Given exercise => Extract the lines of the listing below without any changes, starting at the line containing "Locate the smiling" and continuing up to and including the final line of the listing.

┌─ Data records

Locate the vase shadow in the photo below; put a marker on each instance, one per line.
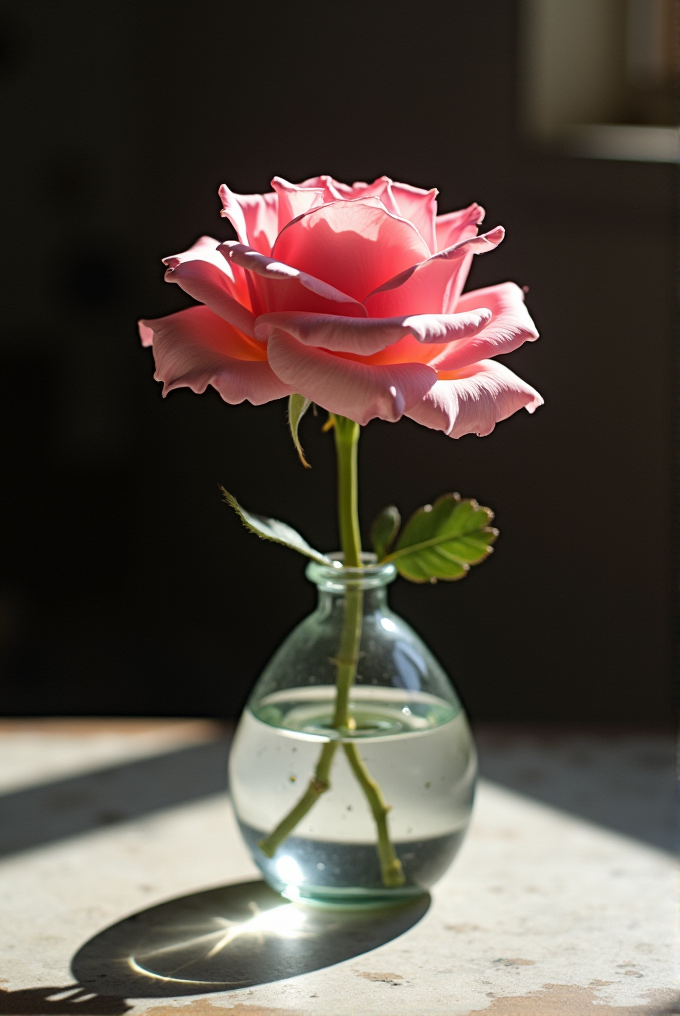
(235, 936)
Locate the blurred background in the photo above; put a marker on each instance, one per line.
(126, 585)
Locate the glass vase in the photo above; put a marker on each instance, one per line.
(404, 744)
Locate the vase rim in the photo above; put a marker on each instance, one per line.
(335, 578)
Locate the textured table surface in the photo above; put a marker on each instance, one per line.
(561, 901)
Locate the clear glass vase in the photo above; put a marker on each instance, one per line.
(405, 743)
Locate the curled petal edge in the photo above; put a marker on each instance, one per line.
(347, 387)
(365, 336)
(475, 400)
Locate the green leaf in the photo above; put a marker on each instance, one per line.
(384, 529)
(271, 528)
(297, 407)
(443, 540)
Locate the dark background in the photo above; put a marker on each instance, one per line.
(127, 586)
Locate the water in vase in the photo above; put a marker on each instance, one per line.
(416, 746)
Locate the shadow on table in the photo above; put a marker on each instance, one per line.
(235, 936)
(38, 815)
(60, 1001)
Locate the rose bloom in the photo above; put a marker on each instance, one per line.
(353, 298)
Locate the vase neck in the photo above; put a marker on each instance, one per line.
(374, 600)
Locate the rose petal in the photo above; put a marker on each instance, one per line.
(279, 287)
(195, 347)
(369, 335)
(204, 274)
(433, 286)
(420, 207)
(347, 387)
(474, 400)
(457, 226)
(333, 190)
(254, 216)
(510, 325)
(354, 246)
(293, 201)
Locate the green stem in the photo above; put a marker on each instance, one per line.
(347, 445)
(347, 661)
(318, 784)
(390, 866)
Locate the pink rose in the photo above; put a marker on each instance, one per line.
(351, 297)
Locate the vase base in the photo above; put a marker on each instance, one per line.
(348, 875)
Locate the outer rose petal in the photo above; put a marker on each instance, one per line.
(433, 286)
(355, 246)
(474, 400)
(277, 287)
(420, 207)
(508, 328)
(368, 335)
(254, 216)
(293, 200)
(195, 347)
(457, 226)
(202, 272)
(333, 190)
(347, 387)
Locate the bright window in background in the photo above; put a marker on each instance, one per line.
(600, 77)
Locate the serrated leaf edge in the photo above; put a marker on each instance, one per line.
(310, 553)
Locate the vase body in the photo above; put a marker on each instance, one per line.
(411, 734)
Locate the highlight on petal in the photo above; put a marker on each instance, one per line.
(456, 226)
(354, 246)
(204, 274)
(510, 325)
(420, 207)
(254, 216)
(365, 336)
(348, 387)
(194, 348)
(294, 200)
(281, 287)
(433, 286)
(474, 400)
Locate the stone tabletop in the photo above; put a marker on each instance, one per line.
(125, 887)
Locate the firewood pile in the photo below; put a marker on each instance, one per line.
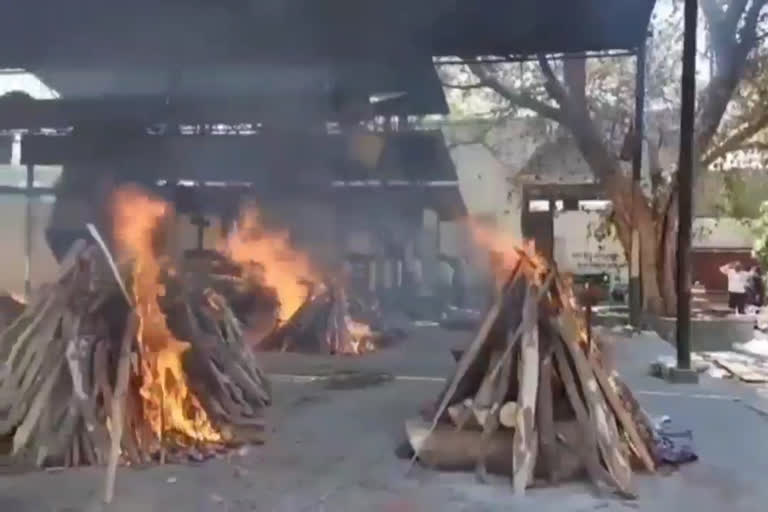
(532, 386)
(93, 371)
(323, 324)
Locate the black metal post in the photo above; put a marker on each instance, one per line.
(685, 187)
(635, 286)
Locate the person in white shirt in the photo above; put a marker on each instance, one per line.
(737, 285)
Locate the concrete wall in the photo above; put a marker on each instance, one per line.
(579, 251)
(12, 234)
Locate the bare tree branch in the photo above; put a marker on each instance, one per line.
(522, 100)
(728, 74)
(736, 138)
(464, 87)
(551, 83)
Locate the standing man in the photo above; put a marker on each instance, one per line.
(737, 285)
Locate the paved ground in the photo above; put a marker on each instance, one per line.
(332, 449)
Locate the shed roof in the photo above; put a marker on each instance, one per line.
(361, 46)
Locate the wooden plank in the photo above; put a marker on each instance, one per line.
(491, 419)
(526, 438)
(626, 421)
(605, 424)
(508, 415)
(484, 397)
(79, 353)
(741, 371)
(118, 403)
(470, 354)
(588, 448)
(545, 418)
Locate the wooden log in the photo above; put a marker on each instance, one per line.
(118, 403)
(462, 415)
(447, 449)
(79, 353)
(483, 400)
(526, 437)
(490, 422)
(605, 423)
(508, 415)
(588, 448)
(545, 419)
(637, 444)
(470, 354)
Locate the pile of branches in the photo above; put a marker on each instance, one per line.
(323, 325)
(72, 371)
(531, 398)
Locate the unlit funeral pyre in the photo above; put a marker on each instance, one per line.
(531, 398)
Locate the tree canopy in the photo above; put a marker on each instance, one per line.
(593, 99)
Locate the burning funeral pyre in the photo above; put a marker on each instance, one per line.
(531, 397)
(311, 311)
(150, 366)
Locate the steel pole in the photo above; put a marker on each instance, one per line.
(685, 187)
(28, 230)
(635, 286)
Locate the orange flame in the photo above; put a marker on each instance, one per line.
(281, 266)
(169, 406)
(507, 249)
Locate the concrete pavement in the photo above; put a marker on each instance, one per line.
(332, 449)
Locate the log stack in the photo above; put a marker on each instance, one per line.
(532, 399)
(74, 381)
(323, 325)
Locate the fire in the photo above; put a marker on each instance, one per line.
(169, 406)
(269, 253)
(507, 250)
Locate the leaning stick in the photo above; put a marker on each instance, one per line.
(110, 260)
(118, 402)
(497, 368)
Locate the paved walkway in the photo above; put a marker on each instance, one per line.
(332, 449)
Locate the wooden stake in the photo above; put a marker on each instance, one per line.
(625, 420)
(545, 418)
(469, 356)
(110, 260)
(118, 403)
(605, 423)
(526, 438)
(588, 449)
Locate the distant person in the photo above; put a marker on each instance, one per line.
(737, 285)
(756, 287)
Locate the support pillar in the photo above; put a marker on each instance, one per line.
(635, 283)
(685, 191)
(28, 220)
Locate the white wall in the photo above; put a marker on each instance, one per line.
(12, 233)
(578, 251)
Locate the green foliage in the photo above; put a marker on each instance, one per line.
(761, 235)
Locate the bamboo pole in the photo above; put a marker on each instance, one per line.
(118, 403)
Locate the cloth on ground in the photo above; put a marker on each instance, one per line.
(673, 446)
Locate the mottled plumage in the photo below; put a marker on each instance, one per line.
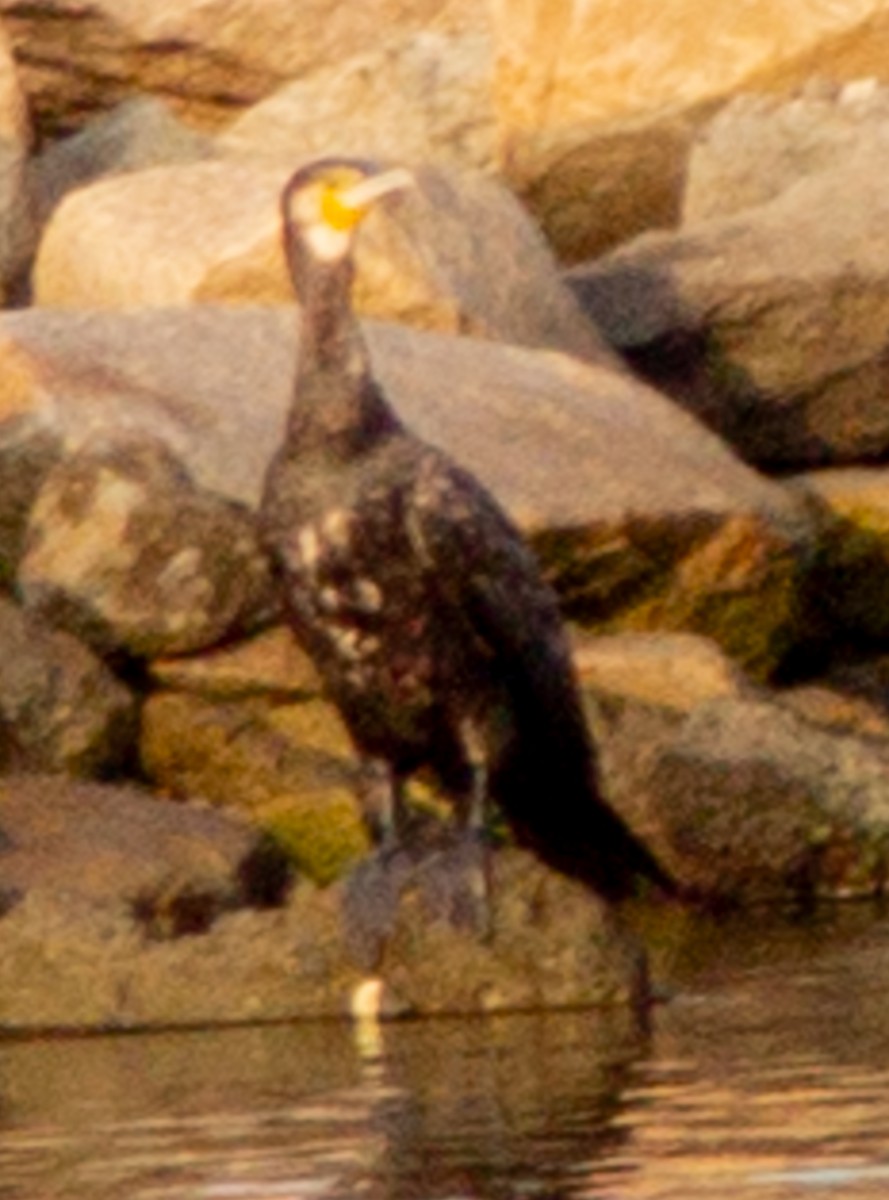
(414, 593)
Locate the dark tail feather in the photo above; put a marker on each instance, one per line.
(546, 783)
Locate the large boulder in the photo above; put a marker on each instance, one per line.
(68, 960)
(772, 323)
(457, 253)
(64, 708)
(748, 801)
(139, 133)
(287, 765)
(760, 144)
(172, 868)
(208, 57)
(426, 97)
(598, 103)
(126, 552)
(641, 516)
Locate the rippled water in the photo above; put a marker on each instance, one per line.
(766, 1077)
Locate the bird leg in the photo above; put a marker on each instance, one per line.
(473, 855)
(382, 797)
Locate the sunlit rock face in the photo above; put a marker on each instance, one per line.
(598, 102)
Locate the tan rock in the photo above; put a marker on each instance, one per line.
(172, 867)
(426, 97)
(772, 323)
(670, 671)
(760, 144)
(208, 57)
(124, 551)
(293, 772)
(642, 517)
(755, 802)
(137, 135)
(457, 253)
(65, 709)
(269, 664)
(580, 87)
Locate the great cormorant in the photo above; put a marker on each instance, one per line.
(414, 593)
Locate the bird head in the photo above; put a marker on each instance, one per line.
(324, 203)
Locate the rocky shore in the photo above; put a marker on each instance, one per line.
(653, 321)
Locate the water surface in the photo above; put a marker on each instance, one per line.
(764, 1078)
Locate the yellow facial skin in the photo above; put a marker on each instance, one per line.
(343, 205)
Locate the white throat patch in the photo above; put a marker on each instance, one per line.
(328, 244)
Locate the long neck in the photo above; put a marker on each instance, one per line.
(337, 409)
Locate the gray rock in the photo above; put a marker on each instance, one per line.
(642, 517)
(168, 868)
(139, 133)
(208, 57)
(770, 324)
(290, 766)
(752, 802)
(424, 97)
(65, 709)
(124, 551)
(66, 963)
(758, 145)
(457, 253)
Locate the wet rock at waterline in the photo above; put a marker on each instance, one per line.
(144, 951)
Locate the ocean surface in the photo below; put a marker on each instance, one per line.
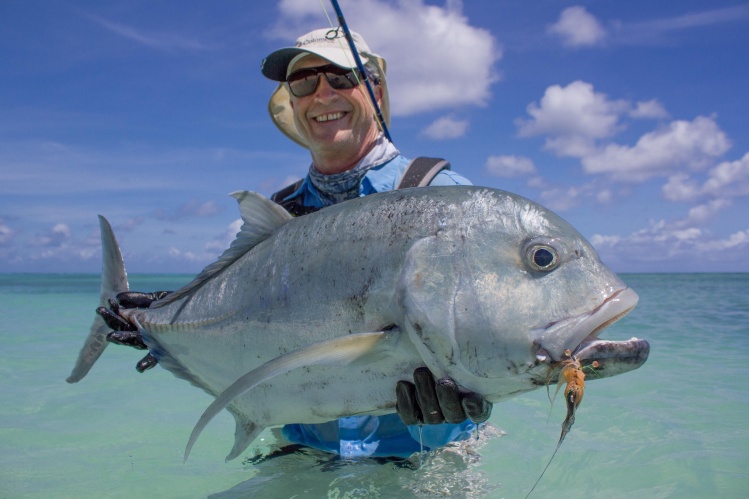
(677, 427)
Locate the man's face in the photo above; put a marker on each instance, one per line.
(338, 125)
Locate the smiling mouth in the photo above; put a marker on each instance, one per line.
(329, 117)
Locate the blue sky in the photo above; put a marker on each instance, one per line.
(629, 119)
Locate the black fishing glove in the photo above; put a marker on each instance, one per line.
(426, 401)
(125, 333)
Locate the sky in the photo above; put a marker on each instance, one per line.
(629, 119)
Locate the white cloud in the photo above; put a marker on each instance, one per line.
(573, 117)
(57, 236)
(446, 127)
(510, 166)
(418, 41)
(704, 212)
(681, 144)
(680, 187)
(6, 233)
(191, 209)
(729, 178)
(726, 180)
(668, 244)
(578, 28)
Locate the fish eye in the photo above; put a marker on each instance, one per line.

└─

Expected output =>
Locate the smiling mouth in the photo above; put a marker on each instance, one per line.
(329, 117)
Locate the blue sky in the photo above; put a marker on each instance, one per line.
(629, 119)
Locate the black fishing glove in the photo above; put a marker on each instance, one per line.
(426, 401)
(125, 333)
Locate the sky in the photo above; put a marker on each instance, one per line.
(629, 119)
Locate the white cloud in the photo above; put a marker on each instance, one per line.
(573, 117)
(57, 236)
(446, 127)
(510, 166)
(418, 41)
(704, 212)
(681, 144)
(680, 187)
(6, 233)
(191, 209)
(729, 178)
(726, 180)
(668, 244)
(578, 28)
Locate the fish eye in the photo above; put a marker on each instance, one per line.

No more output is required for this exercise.